BEGIN

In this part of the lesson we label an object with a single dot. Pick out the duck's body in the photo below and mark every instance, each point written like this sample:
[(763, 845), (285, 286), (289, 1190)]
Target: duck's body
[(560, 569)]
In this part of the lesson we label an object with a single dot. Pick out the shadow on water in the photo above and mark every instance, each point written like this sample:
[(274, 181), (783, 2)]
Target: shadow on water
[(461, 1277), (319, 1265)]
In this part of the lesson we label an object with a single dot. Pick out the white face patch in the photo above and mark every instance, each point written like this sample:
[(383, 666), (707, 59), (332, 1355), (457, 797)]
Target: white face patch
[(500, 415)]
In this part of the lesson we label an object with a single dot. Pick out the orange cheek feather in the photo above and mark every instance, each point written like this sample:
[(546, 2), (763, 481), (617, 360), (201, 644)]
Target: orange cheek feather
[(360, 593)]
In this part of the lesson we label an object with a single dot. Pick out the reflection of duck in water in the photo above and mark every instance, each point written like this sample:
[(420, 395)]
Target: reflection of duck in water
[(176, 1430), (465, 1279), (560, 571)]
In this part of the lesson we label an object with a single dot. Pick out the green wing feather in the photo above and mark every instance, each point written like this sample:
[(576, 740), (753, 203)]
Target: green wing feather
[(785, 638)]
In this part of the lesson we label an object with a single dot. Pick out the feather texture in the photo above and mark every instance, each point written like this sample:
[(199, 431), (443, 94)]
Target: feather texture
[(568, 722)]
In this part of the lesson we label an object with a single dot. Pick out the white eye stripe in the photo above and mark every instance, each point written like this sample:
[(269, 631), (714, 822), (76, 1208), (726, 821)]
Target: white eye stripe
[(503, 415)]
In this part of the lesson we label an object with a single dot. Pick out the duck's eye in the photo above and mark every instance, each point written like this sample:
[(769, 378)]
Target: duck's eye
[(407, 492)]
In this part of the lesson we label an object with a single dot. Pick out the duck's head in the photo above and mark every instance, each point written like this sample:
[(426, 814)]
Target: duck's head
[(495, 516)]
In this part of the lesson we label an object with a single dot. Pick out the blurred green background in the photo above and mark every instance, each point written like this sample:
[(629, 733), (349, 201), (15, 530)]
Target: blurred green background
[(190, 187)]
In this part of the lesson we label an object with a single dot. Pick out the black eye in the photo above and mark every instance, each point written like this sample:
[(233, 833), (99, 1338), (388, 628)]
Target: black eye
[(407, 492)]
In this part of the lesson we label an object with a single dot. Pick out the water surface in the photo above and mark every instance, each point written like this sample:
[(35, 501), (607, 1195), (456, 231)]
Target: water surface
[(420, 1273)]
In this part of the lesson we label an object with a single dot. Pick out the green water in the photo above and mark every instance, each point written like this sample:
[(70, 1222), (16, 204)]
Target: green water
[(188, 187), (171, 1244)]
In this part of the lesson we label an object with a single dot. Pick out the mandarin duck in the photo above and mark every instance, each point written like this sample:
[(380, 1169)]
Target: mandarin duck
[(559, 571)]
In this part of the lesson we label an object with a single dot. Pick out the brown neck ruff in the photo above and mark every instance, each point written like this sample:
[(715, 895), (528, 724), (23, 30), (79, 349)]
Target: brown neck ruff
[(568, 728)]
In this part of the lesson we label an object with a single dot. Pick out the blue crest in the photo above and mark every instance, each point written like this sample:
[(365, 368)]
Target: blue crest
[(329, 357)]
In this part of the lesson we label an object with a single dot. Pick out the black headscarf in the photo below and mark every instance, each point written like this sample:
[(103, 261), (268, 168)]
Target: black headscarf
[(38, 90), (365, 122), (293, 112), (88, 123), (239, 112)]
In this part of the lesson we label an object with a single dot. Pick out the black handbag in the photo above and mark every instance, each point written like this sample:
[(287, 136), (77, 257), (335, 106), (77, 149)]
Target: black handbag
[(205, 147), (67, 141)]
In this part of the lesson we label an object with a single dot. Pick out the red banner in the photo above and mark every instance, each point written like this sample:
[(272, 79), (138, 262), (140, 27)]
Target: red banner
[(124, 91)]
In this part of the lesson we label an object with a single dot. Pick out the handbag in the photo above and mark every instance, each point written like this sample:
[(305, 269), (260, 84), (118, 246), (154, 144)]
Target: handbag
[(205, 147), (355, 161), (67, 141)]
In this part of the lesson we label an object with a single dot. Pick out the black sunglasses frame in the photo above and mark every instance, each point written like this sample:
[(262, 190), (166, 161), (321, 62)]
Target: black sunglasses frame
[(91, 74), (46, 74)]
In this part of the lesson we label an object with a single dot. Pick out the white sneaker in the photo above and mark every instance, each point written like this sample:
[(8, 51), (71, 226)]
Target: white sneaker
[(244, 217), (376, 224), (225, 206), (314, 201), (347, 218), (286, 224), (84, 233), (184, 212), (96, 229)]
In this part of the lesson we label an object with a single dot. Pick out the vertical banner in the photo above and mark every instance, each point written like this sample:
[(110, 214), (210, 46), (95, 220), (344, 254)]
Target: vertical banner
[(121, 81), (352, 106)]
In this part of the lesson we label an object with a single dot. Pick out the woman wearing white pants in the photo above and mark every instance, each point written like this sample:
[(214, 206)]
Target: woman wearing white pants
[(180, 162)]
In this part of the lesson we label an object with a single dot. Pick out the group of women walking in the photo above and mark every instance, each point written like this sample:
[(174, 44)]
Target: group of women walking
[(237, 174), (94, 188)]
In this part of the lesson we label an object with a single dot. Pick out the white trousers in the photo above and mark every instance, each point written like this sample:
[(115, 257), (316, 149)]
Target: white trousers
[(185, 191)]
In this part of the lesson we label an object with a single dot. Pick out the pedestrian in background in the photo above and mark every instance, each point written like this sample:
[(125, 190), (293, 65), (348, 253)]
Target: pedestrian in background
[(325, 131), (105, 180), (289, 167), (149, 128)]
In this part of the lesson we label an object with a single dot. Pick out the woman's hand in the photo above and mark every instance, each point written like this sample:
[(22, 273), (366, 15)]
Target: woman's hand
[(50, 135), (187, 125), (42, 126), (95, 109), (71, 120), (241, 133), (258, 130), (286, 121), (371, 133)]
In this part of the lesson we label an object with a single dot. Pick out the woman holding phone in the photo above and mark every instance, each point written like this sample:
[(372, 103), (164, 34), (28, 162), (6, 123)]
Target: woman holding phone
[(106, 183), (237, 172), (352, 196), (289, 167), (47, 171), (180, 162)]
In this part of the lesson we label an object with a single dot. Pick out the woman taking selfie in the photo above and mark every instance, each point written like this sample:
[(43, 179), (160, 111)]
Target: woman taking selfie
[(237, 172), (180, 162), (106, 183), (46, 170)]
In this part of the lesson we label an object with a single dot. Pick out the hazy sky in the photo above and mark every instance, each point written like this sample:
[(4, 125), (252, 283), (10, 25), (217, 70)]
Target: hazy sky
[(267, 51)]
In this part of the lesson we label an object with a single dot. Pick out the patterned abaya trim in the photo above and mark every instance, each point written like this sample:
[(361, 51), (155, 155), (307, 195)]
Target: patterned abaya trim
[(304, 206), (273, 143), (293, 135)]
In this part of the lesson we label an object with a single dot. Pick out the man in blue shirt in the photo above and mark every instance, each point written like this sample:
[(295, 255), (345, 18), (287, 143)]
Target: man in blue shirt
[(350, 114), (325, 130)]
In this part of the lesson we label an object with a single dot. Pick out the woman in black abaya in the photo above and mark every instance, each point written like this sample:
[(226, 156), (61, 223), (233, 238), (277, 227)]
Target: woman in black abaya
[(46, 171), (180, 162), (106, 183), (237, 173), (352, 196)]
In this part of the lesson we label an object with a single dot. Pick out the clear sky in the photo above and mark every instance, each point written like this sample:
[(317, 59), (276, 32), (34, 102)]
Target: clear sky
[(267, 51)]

END

* [What you need to do]: From the listing above, return the lines starting at the one with "Target: green wing feather" and ending at the one with "[(70, 1222), (16, 204)]", both kept, exactly as they appear and nothing more.

* [Exercise result]:
Target: green wing feather
[(785, 638)]
In this part of the lesson we label an object with a single dot. Pick out the feather texture in the photo above and mark every instance, each point written like this sample:
[(199, 431), (443, 94)]
Target: feather texture
[(568, 722)]
In this part of the lesson we label an object with a single dot. Pick out the white eye stripe in the photo above and mark every instance, each point written like this sample:
[(269, 631), (714, 822), (76, 1208), (726, 821)]
Target: white eye stripe
[(503, 415)]
In this part of the lesson we label an object with a single dot. Pick out the duck's eye in the photo above and mark every instance, each point written like this sample:
[(769, 378)]
Target: duck's eye
[(407, 492)]
In this part of the lesson we label an object with a single dot. Pick out the duck's head in the photo above and mark every instance, each point written like this sample:
[(426, 814)]
Target: duck's head
[(495, 516)]
In this part of the lesson we label an object with a single dot. Pick out the blurred green background in the photo above and mark every instance, each point written like this sample:
[(629, 733), (349, 201), (15, 530)]
Target: blurred green background
[(190, 187)]
In this part of the lesson we label an object with a single dot. Pick out the black eye in the photo above and mark every instance, each point written like this sample:
[(233, 833), (99, 1338), (388, 628)]
Target: black eye
[(407, 492)]
In this part of the lesson we label an object with a single dot. Pick out the water surface in the photo above and mark every instance, each point written like this sample:
[(35, 501), (607, 1195), (456, 231)]
Target: water surface
[(420, 1273)]
In this part of the lesson we label an object with a single dot. Pick out the green water in the photo above and mark every instance, each point written like this sample:
[(70, 1222), (16, 204)]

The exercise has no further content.